* Saved entries *

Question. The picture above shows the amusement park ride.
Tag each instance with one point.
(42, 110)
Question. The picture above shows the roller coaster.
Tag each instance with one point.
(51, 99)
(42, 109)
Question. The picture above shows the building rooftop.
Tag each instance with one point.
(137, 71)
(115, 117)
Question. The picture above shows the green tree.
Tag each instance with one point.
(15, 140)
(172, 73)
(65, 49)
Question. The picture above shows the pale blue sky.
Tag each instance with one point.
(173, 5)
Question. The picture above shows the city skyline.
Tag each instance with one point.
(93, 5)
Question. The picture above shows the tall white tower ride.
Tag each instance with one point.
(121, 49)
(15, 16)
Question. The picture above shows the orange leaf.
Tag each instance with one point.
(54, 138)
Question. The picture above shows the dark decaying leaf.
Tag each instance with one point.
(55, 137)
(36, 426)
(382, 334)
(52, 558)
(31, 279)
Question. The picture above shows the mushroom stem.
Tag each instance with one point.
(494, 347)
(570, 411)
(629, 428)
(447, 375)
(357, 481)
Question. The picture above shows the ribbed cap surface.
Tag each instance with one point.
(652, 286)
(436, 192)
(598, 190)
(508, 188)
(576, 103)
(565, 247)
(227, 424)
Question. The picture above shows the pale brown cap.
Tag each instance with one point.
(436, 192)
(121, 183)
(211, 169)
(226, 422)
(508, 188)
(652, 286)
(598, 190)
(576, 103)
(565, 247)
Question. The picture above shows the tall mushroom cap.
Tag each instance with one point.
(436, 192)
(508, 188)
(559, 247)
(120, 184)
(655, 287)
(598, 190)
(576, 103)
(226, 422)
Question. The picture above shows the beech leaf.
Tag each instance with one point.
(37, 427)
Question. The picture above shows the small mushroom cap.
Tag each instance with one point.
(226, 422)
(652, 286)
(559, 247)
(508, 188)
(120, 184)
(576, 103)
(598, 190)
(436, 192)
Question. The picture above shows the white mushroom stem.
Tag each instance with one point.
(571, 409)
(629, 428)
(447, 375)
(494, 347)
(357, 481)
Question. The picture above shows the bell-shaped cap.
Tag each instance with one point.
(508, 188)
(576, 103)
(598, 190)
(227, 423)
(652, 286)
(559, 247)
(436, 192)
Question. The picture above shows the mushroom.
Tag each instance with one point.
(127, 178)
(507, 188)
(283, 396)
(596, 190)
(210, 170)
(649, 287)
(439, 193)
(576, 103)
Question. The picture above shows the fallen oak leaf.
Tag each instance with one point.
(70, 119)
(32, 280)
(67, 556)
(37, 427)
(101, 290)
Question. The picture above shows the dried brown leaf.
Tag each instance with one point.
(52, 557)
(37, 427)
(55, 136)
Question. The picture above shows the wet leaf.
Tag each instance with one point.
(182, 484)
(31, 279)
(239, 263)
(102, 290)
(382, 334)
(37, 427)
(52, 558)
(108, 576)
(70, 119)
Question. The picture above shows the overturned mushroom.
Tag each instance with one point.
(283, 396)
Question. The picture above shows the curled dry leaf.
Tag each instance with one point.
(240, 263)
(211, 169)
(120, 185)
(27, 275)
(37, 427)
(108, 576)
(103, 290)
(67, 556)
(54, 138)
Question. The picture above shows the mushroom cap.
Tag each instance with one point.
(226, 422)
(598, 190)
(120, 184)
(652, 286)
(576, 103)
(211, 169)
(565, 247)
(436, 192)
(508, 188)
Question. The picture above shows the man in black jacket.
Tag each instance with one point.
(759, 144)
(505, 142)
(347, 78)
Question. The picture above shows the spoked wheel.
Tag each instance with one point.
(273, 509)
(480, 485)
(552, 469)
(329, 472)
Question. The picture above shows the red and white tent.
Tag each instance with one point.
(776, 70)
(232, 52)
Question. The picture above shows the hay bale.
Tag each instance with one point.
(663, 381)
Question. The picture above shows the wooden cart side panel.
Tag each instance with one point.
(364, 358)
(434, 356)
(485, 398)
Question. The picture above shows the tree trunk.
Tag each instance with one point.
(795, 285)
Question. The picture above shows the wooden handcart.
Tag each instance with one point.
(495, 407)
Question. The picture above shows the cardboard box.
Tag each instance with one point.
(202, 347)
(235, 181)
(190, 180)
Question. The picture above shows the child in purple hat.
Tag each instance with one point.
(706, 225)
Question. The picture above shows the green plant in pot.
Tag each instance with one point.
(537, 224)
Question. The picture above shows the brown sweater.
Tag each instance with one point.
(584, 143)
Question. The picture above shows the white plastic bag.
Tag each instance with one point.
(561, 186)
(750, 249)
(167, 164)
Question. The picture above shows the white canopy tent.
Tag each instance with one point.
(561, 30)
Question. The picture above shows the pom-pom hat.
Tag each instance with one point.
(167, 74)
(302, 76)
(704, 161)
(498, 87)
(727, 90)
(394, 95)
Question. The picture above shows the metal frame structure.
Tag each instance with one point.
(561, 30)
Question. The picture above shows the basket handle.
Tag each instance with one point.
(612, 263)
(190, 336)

* THE PROBLEM *
For each line above that includes the word "tent", make a copy of that line.

* PROBLEM SOLUTION *
Question. The picture above shows the red and white tent.
Question. The picture above shows the white canopy tent.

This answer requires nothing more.